§ Texte source
------------------------------------------------------------------------
Entretien

Du silence à la lumière : Patrick Watson nous raconte son magnifique album, « Uh Oh »

04 novembre 2025
Par Catherine Rochon
Du silence à la lumière : Patrick Watson nous raconte son magnifique album, "Uh Oh"
©Nick Helderman

Privé de sa voix durant quelques mois, Patrick Watson revient avec « Uh Oh », un superbe album folk né du silence et de l’introspection. Le chanteur canadien y invite des voix féminines talentueuses, créant un dialogue poétique entre les artistes. Il nous raconte comment cette épreuve a transformé sa musique et sa manière de composer.

C’est un épisode douloureux, qui aurait pu faire basculer sa carrière. Patrick Watson a perdu sa voix durant trois mois. Probablement l’une des pires épreuves que puisse connaître un chanteur. De ce vide vertigineux, le songwriter canadien – qui a connu un succès viral phénoménal avec Je le laisserai des mots en 2024 – a tiré un terreau créatif fertile, ciselant des chansons pour d’autres voix que la sienne. Finalement, son huitième album s’est transformé en album de duos. Sur le magnifique Uh Oh, Patrick Watson a convié une constellation de voix féminines – de November Ultra à Solann en passant par Charlotte Cardin – pour un dialogue poétique et lumineux. Le résultat ? Un opus entre folk aérien, textures électroniques et silences habités, d’une beauté renversante, véritable pont entre les continents et les genres.
------------------------------------------------------------------------
§ Enregistrements fournis
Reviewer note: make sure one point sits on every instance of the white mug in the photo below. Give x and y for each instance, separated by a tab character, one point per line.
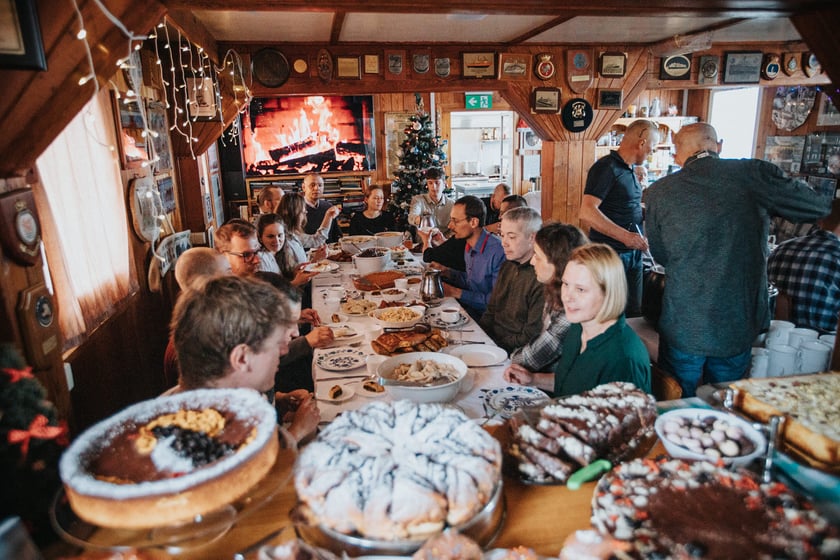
815	356
800	334
759	362
784	360
778	332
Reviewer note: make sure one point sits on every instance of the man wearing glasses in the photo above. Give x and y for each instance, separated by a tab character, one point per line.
612	204
237	240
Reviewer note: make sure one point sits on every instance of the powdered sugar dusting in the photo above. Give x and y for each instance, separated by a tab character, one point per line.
246	404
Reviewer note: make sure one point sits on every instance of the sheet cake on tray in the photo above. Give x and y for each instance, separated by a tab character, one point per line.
810	406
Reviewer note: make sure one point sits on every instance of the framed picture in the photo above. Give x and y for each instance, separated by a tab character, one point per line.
742	67
613	64
478	65
348	67
156	115
20	36
394	65
202	98
514	66
395	125
371	64
610	98
828	114
545	100
130	127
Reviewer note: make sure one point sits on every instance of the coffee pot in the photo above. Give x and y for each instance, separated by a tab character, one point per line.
431	287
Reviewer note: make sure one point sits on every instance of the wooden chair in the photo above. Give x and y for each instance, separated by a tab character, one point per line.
664	386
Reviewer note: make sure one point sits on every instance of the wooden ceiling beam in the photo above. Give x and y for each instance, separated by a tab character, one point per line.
539	29
684	8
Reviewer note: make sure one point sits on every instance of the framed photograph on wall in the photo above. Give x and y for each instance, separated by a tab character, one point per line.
742	67
610	98
348	67
545	100
20	36
514	66
613	64
478	65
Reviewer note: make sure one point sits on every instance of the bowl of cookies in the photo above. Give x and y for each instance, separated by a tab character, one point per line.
709	435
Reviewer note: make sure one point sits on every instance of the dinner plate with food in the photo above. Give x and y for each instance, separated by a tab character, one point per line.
341	359
322	266
335	393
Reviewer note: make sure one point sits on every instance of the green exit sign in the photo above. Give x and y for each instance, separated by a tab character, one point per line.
479	100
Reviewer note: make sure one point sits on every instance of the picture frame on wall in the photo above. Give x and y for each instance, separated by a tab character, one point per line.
742	67
613	64
545	100
514	66
20	36
610	99
348	67
478	64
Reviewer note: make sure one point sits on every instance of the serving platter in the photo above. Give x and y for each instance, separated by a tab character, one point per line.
343	358
505	401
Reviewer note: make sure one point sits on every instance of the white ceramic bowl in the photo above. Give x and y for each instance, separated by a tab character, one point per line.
393	294
376	263
388	238
675	448
352	244
437	393
418	316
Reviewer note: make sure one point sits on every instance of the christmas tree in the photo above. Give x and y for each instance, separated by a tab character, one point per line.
420	150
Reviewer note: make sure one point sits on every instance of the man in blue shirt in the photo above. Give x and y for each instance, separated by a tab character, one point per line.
612	204
483	256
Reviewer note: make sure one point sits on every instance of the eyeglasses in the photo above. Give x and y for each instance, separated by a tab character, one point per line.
247	255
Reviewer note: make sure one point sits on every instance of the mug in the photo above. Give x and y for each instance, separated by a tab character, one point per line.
800	334
778	332
784	360
815	356
759	362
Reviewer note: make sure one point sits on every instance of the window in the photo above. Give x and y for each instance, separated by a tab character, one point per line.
82	206
734	114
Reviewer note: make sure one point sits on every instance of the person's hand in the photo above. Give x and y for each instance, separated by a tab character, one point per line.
636	241
515	373
320	337
310	316
305	419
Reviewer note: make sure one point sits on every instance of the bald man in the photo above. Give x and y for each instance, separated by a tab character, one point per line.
708	225
612	204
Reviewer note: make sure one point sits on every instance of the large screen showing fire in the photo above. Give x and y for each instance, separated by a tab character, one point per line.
294	135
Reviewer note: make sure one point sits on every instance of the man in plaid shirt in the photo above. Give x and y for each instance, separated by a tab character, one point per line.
807	269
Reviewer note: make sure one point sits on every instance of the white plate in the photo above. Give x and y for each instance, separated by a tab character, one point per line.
478	355
322	266
341	359
507	400
362	392
323	393
433	317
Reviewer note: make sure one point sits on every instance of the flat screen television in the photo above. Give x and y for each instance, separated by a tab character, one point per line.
295	135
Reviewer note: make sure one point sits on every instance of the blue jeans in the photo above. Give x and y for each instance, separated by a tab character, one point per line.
634	271
690	369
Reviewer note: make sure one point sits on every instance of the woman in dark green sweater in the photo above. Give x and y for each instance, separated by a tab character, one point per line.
600	347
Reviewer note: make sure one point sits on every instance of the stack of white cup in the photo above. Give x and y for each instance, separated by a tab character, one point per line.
791	350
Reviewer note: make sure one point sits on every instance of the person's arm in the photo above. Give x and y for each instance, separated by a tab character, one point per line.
591	215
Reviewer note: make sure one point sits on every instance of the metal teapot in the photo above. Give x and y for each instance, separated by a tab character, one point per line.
431	287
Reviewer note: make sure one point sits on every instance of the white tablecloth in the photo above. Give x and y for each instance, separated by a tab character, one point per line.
478	378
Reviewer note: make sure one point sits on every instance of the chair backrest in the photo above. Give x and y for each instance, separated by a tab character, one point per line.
664	386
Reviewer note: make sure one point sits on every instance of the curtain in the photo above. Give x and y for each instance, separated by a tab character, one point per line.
82	209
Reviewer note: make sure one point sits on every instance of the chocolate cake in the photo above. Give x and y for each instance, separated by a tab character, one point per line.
608	422
171	458
678	509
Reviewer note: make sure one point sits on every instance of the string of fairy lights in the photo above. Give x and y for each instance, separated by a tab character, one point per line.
188	76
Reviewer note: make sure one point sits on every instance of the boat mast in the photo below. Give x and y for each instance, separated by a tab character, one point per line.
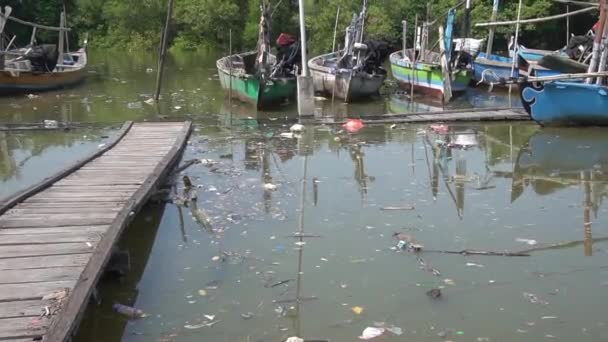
------------------------------------------------------------------------
§ Liste des tâches
(1) Traduisez en anglais cette phrase de l'article consacré à l'album « Uh Oh » : « Finalement, son huitième album s’est transformé en album de duos. »
(2) D'après l'article consacré à l'album « Uh Oh », quelle chanson a valu à Patrick Watson un succès viral phénoménal en 2024 ?

§ Corrigé des tâches
(1) In the end, his eighth album turned into an album of duets.

(2) Je le laisserai des mots.